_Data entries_
☆ ☆ ☆
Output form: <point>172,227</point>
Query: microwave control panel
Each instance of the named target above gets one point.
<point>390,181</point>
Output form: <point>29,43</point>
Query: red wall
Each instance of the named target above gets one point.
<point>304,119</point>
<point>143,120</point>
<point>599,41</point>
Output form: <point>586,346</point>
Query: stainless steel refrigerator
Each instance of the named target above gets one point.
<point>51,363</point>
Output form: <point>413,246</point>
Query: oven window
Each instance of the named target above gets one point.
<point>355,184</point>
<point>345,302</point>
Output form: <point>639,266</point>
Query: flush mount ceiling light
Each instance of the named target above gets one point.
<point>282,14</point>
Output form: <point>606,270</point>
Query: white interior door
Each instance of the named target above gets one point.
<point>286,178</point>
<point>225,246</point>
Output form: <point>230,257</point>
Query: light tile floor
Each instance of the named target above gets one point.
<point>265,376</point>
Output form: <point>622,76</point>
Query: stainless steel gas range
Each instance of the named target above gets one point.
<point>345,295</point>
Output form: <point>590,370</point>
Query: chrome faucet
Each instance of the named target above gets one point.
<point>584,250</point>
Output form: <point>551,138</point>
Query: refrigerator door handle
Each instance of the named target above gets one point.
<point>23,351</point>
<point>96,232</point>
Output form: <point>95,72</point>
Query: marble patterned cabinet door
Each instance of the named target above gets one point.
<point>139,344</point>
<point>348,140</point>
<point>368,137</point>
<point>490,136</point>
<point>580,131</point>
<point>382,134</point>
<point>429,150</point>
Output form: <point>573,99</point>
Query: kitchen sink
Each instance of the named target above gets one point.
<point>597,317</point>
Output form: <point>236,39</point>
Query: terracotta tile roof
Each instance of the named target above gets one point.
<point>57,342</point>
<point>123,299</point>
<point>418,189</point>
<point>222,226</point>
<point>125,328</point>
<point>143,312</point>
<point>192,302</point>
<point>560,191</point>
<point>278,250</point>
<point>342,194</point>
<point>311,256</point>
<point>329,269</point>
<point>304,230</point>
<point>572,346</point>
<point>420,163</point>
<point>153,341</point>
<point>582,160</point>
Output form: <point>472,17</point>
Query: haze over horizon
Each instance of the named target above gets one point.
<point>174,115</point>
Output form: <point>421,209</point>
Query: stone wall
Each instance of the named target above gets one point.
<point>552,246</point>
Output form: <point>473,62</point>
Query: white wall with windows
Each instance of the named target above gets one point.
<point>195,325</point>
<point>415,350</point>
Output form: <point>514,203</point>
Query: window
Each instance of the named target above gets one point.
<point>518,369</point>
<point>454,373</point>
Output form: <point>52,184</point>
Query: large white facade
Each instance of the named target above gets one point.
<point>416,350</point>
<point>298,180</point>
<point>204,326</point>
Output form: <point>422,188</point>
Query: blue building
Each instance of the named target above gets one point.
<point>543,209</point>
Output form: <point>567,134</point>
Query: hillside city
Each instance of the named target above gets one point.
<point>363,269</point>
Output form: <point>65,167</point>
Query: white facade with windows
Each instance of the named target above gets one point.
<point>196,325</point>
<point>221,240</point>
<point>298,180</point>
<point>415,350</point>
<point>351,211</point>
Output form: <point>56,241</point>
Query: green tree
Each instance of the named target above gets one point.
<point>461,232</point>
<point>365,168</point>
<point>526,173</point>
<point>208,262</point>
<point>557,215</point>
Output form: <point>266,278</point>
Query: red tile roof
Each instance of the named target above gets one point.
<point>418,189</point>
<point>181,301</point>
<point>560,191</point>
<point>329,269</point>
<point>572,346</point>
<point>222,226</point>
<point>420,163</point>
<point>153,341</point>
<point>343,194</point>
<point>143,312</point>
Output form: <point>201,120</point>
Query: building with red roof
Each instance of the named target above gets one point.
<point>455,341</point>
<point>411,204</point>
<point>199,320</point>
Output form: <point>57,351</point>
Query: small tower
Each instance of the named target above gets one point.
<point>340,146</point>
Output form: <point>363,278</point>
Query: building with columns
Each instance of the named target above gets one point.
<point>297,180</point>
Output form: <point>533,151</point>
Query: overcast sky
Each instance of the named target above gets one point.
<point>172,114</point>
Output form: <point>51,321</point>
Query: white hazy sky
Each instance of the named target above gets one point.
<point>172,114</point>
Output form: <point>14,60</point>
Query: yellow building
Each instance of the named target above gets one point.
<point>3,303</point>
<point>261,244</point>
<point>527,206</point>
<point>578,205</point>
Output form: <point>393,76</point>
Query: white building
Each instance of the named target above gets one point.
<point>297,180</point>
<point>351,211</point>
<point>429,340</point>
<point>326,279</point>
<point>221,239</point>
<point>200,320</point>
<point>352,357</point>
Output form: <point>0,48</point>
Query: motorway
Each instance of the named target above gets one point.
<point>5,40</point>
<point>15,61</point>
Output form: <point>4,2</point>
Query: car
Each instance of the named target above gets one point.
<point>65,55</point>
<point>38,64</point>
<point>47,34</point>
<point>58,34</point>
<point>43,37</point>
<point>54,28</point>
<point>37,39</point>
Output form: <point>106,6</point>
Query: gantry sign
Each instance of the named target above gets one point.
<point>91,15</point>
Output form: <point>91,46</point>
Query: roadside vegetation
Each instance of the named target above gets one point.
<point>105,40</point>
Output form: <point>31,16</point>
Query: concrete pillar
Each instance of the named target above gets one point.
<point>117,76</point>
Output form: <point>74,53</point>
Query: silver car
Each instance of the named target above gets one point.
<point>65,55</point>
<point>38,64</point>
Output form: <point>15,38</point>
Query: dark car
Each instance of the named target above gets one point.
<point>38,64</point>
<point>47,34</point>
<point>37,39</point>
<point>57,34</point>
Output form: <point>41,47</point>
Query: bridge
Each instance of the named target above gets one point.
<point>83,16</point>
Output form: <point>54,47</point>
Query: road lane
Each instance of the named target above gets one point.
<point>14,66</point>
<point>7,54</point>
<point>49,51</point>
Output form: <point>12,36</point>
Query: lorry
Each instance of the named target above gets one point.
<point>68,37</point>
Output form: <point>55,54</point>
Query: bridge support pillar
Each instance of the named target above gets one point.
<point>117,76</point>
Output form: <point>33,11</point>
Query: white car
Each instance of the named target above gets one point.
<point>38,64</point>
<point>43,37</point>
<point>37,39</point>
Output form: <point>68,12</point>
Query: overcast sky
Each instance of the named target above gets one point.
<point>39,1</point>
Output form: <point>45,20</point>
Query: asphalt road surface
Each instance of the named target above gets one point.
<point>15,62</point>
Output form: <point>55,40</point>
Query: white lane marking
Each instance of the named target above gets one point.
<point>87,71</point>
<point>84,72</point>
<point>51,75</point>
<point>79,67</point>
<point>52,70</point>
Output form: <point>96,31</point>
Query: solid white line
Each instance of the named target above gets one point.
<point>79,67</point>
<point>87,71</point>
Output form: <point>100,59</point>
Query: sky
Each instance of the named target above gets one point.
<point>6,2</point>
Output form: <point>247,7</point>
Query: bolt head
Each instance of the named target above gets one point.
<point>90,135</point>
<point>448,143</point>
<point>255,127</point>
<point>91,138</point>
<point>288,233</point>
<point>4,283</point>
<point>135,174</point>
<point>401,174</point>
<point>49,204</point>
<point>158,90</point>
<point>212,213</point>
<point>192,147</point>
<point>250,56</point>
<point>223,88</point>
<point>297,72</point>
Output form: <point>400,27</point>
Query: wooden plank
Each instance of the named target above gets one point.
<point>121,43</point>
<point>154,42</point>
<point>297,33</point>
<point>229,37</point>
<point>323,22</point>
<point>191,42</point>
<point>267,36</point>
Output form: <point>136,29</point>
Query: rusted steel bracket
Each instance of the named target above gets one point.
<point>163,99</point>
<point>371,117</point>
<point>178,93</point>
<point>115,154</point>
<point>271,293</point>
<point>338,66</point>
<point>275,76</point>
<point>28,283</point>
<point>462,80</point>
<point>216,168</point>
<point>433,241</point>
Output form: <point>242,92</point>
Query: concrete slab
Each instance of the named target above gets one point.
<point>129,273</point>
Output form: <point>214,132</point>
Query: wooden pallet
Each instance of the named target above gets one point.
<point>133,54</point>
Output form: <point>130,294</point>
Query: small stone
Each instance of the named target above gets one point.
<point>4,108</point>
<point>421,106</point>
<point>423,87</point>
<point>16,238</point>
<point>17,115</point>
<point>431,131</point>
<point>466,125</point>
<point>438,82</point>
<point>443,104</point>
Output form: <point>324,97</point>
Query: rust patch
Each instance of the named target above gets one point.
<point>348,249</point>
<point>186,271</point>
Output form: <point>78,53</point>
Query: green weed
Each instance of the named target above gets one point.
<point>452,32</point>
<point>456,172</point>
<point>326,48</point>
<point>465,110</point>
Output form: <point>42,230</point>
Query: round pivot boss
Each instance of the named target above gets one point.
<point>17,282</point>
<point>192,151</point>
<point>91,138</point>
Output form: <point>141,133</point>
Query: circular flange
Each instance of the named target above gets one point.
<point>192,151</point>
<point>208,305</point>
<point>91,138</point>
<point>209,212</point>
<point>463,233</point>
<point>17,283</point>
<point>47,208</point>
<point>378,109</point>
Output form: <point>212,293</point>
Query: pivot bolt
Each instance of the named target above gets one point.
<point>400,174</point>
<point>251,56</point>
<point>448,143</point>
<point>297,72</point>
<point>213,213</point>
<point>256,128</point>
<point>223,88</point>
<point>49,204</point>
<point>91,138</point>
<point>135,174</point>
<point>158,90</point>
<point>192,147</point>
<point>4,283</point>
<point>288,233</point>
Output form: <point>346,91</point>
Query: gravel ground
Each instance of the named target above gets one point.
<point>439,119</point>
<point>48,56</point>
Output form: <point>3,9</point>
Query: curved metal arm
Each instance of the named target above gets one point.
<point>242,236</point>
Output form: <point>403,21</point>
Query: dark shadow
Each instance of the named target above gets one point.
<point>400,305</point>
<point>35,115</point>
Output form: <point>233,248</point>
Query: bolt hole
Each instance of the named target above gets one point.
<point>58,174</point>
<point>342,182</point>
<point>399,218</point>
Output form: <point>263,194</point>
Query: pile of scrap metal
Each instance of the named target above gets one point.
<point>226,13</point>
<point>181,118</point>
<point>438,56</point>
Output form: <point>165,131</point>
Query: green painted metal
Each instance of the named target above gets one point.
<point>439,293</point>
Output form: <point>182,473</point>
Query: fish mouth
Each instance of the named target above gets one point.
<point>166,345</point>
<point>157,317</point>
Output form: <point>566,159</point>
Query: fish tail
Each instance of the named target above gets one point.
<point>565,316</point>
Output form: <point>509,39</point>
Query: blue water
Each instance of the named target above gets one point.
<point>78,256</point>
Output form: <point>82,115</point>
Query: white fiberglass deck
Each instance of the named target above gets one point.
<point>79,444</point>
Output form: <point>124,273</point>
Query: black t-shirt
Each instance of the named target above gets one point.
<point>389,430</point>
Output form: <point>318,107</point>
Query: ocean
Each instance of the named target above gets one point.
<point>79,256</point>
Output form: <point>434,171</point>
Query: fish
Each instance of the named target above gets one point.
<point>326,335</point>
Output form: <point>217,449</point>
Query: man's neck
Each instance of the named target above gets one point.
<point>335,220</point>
☆ ☆ ☆
_Instructions to follow_
Could you reproduce exactly the lines of the entries above, from the one with "Output form: <point>68,12</point>" through the one with "Query: rusted steel bracket", and nothing else?

_Answer to this exercise_
Output form: <point>68,12</point>
Query: overcast sky
Each instance of the named target above gets one point.
<point>39,1</point>
Output form: <point>45,20</point>
Query: asphalt road surface
Each instance of the named target above gets one point.
<point>15,62</point>
Output form: <point>55,40</point>
Query: white lane marking
Each instance of the named target above gets one point.
<point>87,71</point>
<point>84,72</point>
<point>51,75</point>
<point>79,67</point>
<point>52,70</point>
Output form: <point>96,31</point>
Query: solid white line
Each instance of the named target above gets one point.
<point>79,67</point>
<point>87,71</point>
Output form: <point>100,59</point>
Query: sky
Each instance of the named target above gets one point.
<point>6,2</point>
Output form: <point>247,7</point>
Query: bolt head
Each instance of the named target above gets one point.
<point>90,135</point>
<point>448,143</point>
<point>255,127</point>
<point>91,138</point>
<point>288,233</point>
<point>4,283</point>
<point>135,174</point>
<point>401,174</point>
<point>49,204</point>
<point>158,90</point>
<point>212,213</point>
<point>192,147</point>
<point>250,56</point>
<point>223,88</point>
<point>297,72</point>
Output form: <point>400,27</point>
Query: wooden plank
Each instance of the named target above gets one point.
<point>121,43</point>
<point>154,42</point>
<point>297,33</point>
<point>229,37</point>
<point>323,22</point>
<point>191,42</point>
<point>267,36</point>
Output form: <point>136,29</point>
Query: rusted steel bracket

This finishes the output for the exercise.